Set down every entry word for word. Omit the pictures.

[Dataset excerpts on object pointing]
[BEGIN]
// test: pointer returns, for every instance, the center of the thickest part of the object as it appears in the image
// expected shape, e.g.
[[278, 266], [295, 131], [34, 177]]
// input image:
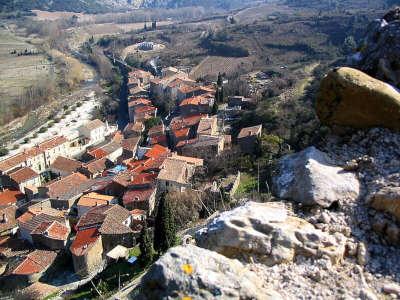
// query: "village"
[[89, 193]]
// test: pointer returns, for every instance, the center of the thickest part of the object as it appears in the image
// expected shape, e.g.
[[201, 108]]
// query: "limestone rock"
[[266, 232], [349, 97], [196, 273], [311, 178], [388, 200]]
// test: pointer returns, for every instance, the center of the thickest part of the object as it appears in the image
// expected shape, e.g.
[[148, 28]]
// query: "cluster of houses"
[[89, 195]]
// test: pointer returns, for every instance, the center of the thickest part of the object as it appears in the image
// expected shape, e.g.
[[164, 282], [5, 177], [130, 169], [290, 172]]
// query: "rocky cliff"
[[333, 230]]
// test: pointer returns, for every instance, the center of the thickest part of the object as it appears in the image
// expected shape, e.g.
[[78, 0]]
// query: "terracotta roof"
[[145, 109], [94, 124], [12, 161], [135, 127], [159, 139], [10, 197], [23, 175], [98, 153], [197, 100], [181, 133], [35, 262], [97, 166], [156, 130], [9, 222], [94, 199], [66, 164], [156, 151], [141, 195], [139, 101], [130, 143], [68, 187], [109, 219], [206, 125], [174, 170], [52, 143], [250, 131], [36, 222], [180, 122], [84, 241], [143, 179], [190, 160], [38, 290], [54, 230], [138, 212]]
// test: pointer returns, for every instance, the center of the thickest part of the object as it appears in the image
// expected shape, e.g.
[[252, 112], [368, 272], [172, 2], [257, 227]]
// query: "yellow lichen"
[[188, 269]]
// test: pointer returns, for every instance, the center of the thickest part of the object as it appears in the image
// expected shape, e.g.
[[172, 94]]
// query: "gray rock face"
[[189, 271], [381, 49], [388, 200], [265, 232], [310, 177]]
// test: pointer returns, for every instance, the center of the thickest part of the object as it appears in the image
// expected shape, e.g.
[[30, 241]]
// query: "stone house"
[[31, 268], [36, 217], [87, 252], [63, 166], [175, 175], [22, 178], [94, 132], [205, 147], [52, 235], [208, 126], [113, 223], [133, 130], [64, 192], [8, 222], [86, 202], [248, 137], [96, 167]]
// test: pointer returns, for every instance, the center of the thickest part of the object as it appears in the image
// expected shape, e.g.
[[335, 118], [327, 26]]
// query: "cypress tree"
[[146, 246], [164, 228], [219, 97]]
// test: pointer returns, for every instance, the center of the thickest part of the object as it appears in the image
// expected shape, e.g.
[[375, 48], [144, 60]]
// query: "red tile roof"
[[10, 197], [143, 178], [159, 139], [98, 153], [66, 164], [156, 151], [23, 175], [137, 195], [145, 109], [54, 230], [84, 240], [181, 133], [139, 101], [35, 262]]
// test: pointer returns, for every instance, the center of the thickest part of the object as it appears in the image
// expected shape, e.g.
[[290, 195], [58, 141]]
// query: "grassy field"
[END]
FINAL ANSWER:
// test: pointer returns, for every instance, the center of the thickest part of the object as it appears in the image
// expected shape, e.g.
[[278, 266], [295, 131], [34, 177]]
// input image:
// query: "village"
[[89, 193]]
// test: pointer returns, for every instance, the center of the thickest part of the object as it appears in the image
// expected shape, e.g.
[[201, 108]]
// query: "limestone rock"
[[266, 232], [349, 97], [196, 273], [311, 178], [388, 200]]
// test: pointer returns, for every instance, the center of the thickest part of the object as it appears in the image
// expected shape, e.g.
[[148, 28]]
// query: "cluster of houses"
[[89, 195]]
// test: pointer returns, for every instance, the center of the thickest part of the object as it appears in the image
// expected shape, e.g.
[[164, 282], [5, 177], [130, 169], [290, 172]]
// query: "rocky cliff"
[[333, 230]]
// test: pointer returns, for every instance, the center of the thickest part of the object as it appears in the image
// expected shape, e.g.
[[78, 0]]
// query: "terracotta roof"
[[145, 109], [94, 124], [12, 161], [135, 127], [159, 139], [10, 197], [23, 175], [98, 153], [197, 100], [181, 133], [35, 262], [97, 166], [156, 130], [9, 222], [94, 199], [66, 164], [156, 151], [141, 195], [139, 101], [130, 143], [68, 187], [109, 219], [206, 125], [174, 170], [52, 143], [250, 131], [36, 222], [180, 122], [84, 241], [143, 179], [190, 160], [38, 290], [54, 230], [138, 212]]
// test: pointer returns, for every instance, the center of the thickest part of the object as it appears in the image
// expected shape, e.g.
[[252, 112], [368, 272], [172, 2], [257, 227]]
// query: "yellow lichen"
[[188, 269]]
// test: pointer returns, for every instance, the center of the thickest part of the object as it appears in the image
// expected shape, e.g.
[[172, 94]]
// query: "gray rock face"
[[189, 271], [381, 49], [388, 200], [265, 232], [310, 177]]
// test: pointer returns, for every instance, the center of the thickest part of the object as it appears in the image
// expected shape, e.g.
[[30, 241]]
// query: "stone house"
[[31, 268], [36, 217], [87, 252], [63, 166], [175, 175], [22, 178], [94, 132], [205, 147], [52, 235], [208, 126], [113, 223], [133, 130], [64, 192], [8, 222], [86, 202], [248, 137], [96, 167]]
// test: pointer returns, for every instance, the center of the thickest part of the object as it appears in the image
// expected shape, e.g.
[[335, 118], [327, 26]]
// query: "cypress tree"
[[146, 246], [164, 228], [219, 97]]
// test: pointer returns, for every instance, the center of the thickest part of the object as it appears in the image
// expected shape, e.g.
[[375, 48], [144, 60]]
// query: "red tile roof"
[[10, 197], [143, 178], [159, 139], [98, 153], [66, 164], [156, 151], [23, 175], [137, 195], [145, 109], [54, 230], [84, 240], [181, 133], [139, 101], [35, 262]]
// test: pointer returns, for every instance, the center of the thickest part of the object as it appears in the image
// expected shape, e.g.
[[290, 195], [58, 141]]
// query: "grassy field"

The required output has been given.